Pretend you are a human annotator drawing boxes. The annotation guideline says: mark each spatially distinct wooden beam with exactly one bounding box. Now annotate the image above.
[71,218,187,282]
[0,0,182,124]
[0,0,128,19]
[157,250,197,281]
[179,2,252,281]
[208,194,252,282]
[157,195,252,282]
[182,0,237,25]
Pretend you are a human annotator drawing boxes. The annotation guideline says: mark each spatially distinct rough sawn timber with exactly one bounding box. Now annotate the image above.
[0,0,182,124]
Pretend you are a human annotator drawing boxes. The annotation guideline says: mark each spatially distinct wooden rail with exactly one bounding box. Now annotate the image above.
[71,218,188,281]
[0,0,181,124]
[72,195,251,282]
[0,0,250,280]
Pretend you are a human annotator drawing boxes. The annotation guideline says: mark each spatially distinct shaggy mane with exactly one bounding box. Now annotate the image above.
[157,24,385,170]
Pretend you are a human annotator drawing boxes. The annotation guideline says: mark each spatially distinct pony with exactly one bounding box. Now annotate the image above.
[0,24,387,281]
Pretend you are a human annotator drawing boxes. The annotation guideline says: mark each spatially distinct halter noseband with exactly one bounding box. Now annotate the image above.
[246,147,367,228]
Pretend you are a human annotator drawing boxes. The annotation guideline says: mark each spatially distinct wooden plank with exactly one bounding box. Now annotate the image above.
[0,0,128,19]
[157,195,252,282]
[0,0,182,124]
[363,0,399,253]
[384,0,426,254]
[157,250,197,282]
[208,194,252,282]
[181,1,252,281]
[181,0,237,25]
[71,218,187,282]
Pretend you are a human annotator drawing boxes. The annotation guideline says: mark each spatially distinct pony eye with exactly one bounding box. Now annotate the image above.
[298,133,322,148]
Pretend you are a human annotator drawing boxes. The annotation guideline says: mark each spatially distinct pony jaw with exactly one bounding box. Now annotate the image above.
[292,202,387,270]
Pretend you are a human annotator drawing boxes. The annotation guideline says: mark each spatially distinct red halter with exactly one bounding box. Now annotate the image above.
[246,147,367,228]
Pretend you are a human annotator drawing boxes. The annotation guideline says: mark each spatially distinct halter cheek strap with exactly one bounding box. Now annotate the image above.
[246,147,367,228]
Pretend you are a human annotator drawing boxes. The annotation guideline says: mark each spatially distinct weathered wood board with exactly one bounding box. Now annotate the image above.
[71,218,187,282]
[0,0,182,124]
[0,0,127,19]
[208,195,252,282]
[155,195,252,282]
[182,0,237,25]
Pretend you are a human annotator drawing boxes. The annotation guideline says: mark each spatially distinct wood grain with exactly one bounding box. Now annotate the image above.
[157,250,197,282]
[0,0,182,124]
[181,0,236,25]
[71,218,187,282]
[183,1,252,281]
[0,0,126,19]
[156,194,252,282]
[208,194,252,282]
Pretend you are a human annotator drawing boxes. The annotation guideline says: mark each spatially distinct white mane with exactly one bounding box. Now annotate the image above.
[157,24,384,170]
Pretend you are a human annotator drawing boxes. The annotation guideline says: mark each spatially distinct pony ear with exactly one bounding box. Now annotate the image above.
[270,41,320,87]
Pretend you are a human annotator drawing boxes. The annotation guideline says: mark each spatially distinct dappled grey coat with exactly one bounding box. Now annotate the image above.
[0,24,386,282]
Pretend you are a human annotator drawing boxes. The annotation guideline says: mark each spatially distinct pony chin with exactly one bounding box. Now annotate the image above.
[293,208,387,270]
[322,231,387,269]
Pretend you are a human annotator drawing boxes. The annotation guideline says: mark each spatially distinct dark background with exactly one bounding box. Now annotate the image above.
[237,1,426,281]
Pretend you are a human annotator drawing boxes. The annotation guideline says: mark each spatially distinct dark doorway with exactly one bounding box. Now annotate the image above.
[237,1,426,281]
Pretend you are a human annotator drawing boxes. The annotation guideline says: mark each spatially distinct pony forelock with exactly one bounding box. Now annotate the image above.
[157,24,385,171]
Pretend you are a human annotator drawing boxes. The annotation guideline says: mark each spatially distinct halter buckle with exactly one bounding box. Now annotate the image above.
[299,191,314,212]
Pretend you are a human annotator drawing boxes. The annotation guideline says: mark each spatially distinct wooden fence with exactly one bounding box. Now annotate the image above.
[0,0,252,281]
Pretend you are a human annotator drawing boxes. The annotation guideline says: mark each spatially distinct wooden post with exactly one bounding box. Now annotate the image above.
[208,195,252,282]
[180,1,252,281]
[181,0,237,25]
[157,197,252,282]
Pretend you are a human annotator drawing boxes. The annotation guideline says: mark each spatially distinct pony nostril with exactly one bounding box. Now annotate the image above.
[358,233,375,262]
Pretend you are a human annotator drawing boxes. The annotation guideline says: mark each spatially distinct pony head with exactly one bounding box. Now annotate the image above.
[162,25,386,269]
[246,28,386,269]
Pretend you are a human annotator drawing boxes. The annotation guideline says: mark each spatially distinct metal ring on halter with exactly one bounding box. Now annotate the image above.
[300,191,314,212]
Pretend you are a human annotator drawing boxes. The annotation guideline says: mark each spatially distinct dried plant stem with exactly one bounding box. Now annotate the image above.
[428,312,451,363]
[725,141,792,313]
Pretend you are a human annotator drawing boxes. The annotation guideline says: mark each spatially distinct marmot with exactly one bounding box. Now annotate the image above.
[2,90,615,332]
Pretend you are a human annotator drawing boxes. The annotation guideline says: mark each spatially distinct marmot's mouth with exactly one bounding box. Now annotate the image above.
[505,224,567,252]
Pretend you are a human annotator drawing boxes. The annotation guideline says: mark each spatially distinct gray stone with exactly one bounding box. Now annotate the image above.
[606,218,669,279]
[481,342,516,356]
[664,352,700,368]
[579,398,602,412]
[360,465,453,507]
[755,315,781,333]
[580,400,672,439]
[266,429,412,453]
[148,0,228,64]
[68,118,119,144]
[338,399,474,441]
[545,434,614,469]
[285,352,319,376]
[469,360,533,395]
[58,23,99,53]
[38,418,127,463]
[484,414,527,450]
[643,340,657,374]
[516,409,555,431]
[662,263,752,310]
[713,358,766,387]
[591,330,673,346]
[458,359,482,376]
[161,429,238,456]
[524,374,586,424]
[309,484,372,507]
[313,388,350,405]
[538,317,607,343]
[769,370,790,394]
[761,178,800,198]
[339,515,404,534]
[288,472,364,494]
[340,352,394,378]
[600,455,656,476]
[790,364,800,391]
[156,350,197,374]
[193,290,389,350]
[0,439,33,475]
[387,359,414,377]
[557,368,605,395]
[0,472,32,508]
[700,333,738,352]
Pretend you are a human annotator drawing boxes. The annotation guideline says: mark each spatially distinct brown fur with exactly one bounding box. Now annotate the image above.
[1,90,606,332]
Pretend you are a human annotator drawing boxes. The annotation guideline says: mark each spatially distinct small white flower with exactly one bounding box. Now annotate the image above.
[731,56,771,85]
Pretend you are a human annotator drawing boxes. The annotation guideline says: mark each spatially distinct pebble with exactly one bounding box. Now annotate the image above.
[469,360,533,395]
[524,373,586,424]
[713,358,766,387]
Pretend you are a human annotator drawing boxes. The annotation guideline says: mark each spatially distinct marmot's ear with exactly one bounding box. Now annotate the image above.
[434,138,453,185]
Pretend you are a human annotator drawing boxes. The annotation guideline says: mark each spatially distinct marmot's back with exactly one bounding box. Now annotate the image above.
^^^^
→ **WORK ITEM**
Quote the data in full, keeping each word unchanged.

→ **TASK OUTPUT**
Pretend you are a human annotator drawing boxes. The annotation guideline says: mark each spatially distinct wooden beam with exactly one bounding box. Now annotate the image above.
[71,218,187,282]
[0,0,182,124]
[0,0,128,19]
[157,250,197,281]
[179,2,252,281]
[208,194,252,282]
[157,195,252,282]
[182,0,237,25]
Pretend you are a human annotator drawing boxes. The annotation guideline says: mark each spatially distinct rough sawn timber with exactly one bounding box. Now annotate the image above.
[0,0,182,124]
Pretend you are a human annotator drawing boxes. The annotation guideline says: mark each spatially distinct wooden rail with exactly one bounding box. Now annotate the image above.
[71,218,188,281]
[0,0,181,124]
[72,195,251,282]
[0,0,250,280]
Pretend you are a human annotator drawing boxes. The annotation guideline says: mark each spatially distinct shaggy mane with exactly one bounding box. Now annotate the image above.
[157,24,385,170]
Pretend you are a human annotator drawing boxes. The annotation guideline says: mark each spatially distinct pony with exactly one bounding box. Now annotate the image above.
[0,24,387,281]
Pretend you are a human annotator drawing boxes. The annotation guideline says: mark each spatially distinct halter noseband with exactly one bounding box. Now annotate the image above.
[246,147,367,228]
Pretend you are a human annotator drawing boxes. The annotation guideline says: mark each spatially distinct wooden plank with exactly one bounding box. Now annotate the image above.
[0,0,128,19]
[157,195,252,282]
[0,0,182,124]
[363,0,399,253]
[384,0,426,254]
[157,250,197,282]
[208,194,252,282]
[181,1,252,281]
[181,0,237,25]
[71,218,187,282]
Pretend you are a human annotator drawing boxes. The annotation guideline says: mark each spatially distinct pony eye with exactly one bounding box. Now annotate the image above.
[298,133,322,148]
Pretend you are a human annotator drawing boxes. The annotation guideline says: mark each spatially distinct pony jaw with exactly one bounding box. Now annotate the image above.
[292,202,387,270]
Pretend you are a human annotator drawing boxes. The annotation guideline says: mark each spatially distinct red halter with exactly one bounding box. Now annotate the image above.
[246,147,367,228]
Pretend you are a human annotator drawing boxes. The annotation guideline says: mark each spatially distinct halter cheek strap with exactly one bounding box. Now annotate the image above.
[246,147,367,228]
Pretend you are a human annotator drawing boxes. The annotation guideline says: mark each spatially distinct weathered wood board with exactly one bounding box. Now annotate the image above.
[71,218,187,282]
[0,0,182,124]
[0,0,127,19]
[208,195,252,282]
[155,195,252,282]
[182,0,237,25]
Pretend you are a human annotator drawing boxes. The annotation guideline says: mark each spatially distinct wood grain with exactly one bounding box. Now annotate the image above.
[157,250,197,282]
[0,0,182,124]
[181,0,236,25]
[71,218,187,282]
[183,1,252,281]
[0,0,126,19]
[156,194,252,282]
[208,194,252,282]
Pretend you are a human annotator drawing boxes. The annotation guideline says: mark each spatially distinct white mane with exactly one bounding box. Now annotate the image above.
[157,24,384,170]
Pretend you are a human annotator drawing boxes. The annotation guideline says: mark each spatially distinct pony ear with exactly one bounding box. Now annotate the image above.
[270,41,320,87]
Pretend you are a human annotator drawing boxes. The annotation guideline says: mark each spatially distinct dappled grey coat with exactly one bounding box. Now annotate the image above.
[0,24,386,282]
Pretend you are a human annotator drawing boxes. The annotation guideline says: mark each spatially distinct pony chin with exactly one bounding box. Now annotate the image above.
[293,208,387,270]
[322,231,387,269]
Pretend you are a human annotator drawing boxes. The annotation guideline says: mark each spatially distinct dark background with exactly one bounding box. Now annotate the image above.
[237,1,426,281]
Pretend you are a human annotator drawing boxes. The annotation guideline says: mark each spatially distinct dark doorway with exactly one bounding box. Now annotate the image above.
[237,1,426,281]
Pretend you are a human annotator drawing boxes. The annotation guideline says: mark each spatially distinct pony forelock with exactly one bounding box. Now annotate the image above.
[157,24,385,171]
Pretend you are a human annotator drawing boxes. The annotation guideline says: mark each spatially distinct halter buckle with exactly one bounding box. Now annotate the image above.
[299,191,314,212]
Pretend you are a human annotator drawing boxes. The annotation guideline says: mark each spatially distinct wooden fence with exactly one bounding box. Now annotate the image above.
[0,0,252,281]
Pretend you are a human annotator drawing boxes. The annotation guideline says: mark each spatially distinct wooden post with exactly one bounding box. Now annotate the image above.
[208,195,252,282]
[180,1,252,281]
[181,0,237,25]
[157,197,252,282]
Pretend you are a human annotator drawing boxes. The annotation guideline says: mark each spatially distinct pony nostril with exactly one bounding box. Now annotate the image above.
[358,233,375,262]
Pretend you are a human annotator drawing boxes. The annotation guideline says: mark each spatially distinct pony head with exactly one bounding box. Now annotate the image above.
[162,25,386,269]
[246,28,386,269]
Pretend you are a human annotator drawing boxes. The annotation guideline says: mark each spatially distinct metal ring on halter with exactly one bounding box. Now annotate the image above.
[300,191,314,212]
Pretend you are a human annotator drawing boxes. The annotation guideline says: mark each spatially distinct dried plant stem with exactly one bounding box. Now annotate the image above.
[428,312,451,363]
[725,141,792,313]
Pretend you are a human annotator drawing boxes. The annotation guideline says: mark each spatially distinct marmot with exactly one bounding box. Now annotate the image above.
[2,90,615,332]
Pretend you are a human annotator drawing boxes. The annotation guideline says: mark each spatially distinct marmot's mouth with exactly one bounding box. Now annotate the image above.
[505,224,567,252]
Pretend you are a human annotator drawing boxes. The annotation guideline says: mark each spatially distinct gray stone with exactly one bounding box. Now annotate the image above.
[606,218,669,279]
[481,342,516,356]
[664,352,700,368]
[579,398,602,412]
[360,465,453,507]
[755,315,781,333]
[580,400,672,439]
[266,429,412,453]
[148,0,228,64]
[68,118,119,144]
[338,399,474,441]
[545,434,614,469]
[285,352,319,376]
[469,360,533,395]
[58,23,99,53]
[38,418,127,463]
[484,414,527,450]
[643,340,657,374]
[516,409,555,431]
[662,263,752,310]
[713,358,766,387]
[591,330,673,346]
[458,359,482,376]
[161,429,238,456]
[524,374,586,424]
[309,484,372,507]
[313,388,350,405]
[538,317,607,343]
[769,370,790,394]
[761,178,800,198]
[339,515,404,534]
[288,472,364,494]
[340,352,394,378]
[600,455,656,476]
[790,364,800,391]
[156,350,197,374]
[193,290,389,350]
[0,439,33,475]
[387,359,414,377]
[557,368,605,395]
[0,472,32,508]
[700,333,738,352]
Pretend you are a human annotator drawing boxes. The annotation guideline says: mark each spatially distinct brown fur with exactly one bounding box. Now annotate the image above.
[1,90,606,332]
Pretend you are a human annotator drawing boxes. The annotation guideline says: mark each spatially distinct small white flower with exactly one bounding box. Now annotate the image above.
[731,56,771,85]
Pretend you are a human annotator drawing boxes. The annotation guideline says: mark each spatially distinct pebble with exactly one bounding box. Now annotate the image above.
[469,360,533,395]
[524,373,586,424]
[713,358,766,387]
Pretend you are a human annotator drawing boxes. The annotation guideline says: mark each spatially distinct marmot's ear with exactly one bounding box. Now annotate the image above.
[434,138,453,185]
Pretend you are a human annotator drawing boxes. The annotation guideline says: mark each spatially distinct marmot's back with exactly one bounding box. Now annotate the image above.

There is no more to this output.